What you are asked to do: The job is to find each line of the records below that includes the word "grey" and copy it.

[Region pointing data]
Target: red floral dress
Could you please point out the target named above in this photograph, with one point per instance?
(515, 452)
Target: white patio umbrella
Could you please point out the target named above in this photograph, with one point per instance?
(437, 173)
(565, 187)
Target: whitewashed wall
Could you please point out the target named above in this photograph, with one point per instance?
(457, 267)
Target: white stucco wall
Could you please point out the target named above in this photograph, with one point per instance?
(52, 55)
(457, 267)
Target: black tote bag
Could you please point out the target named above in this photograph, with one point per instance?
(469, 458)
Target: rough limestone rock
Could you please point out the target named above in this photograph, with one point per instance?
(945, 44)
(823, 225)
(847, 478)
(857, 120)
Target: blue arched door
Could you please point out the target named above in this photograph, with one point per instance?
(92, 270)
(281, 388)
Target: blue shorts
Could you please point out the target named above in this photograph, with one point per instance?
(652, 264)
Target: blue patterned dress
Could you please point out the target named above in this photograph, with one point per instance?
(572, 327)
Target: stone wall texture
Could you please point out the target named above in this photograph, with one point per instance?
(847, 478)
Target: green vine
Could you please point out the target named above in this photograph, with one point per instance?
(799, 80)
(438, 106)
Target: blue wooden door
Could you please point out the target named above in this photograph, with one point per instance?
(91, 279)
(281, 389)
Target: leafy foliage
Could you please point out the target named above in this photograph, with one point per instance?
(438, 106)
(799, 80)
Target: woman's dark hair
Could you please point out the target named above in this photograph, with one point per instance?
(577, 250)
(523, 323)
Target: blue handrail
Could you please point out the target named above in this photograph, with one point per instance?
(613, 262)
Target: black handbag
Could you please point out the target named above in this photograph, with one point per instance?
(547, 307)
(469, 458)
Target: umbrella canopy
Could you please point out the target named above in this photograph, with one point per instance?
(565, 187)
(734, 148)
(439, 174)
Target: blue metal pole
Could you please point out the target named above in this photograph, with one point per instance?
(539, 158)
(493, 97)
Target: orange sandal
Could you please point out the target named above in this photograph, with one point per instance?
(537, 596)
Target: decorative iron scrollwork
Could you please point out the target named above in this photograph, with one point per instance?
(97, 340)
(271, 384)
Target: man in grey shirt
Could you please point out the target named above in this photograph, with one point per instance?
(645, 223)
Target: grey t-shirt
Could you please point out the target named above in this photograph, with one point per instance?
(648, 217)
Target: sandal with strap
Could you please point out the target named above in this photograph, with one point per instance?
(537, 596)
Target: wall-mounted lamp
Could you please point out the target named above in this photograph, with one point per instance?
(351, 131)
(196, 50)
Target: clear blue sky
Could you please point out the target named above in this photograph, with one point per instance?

Task output:
Target: man in grey shirt
Target: grey t-shirt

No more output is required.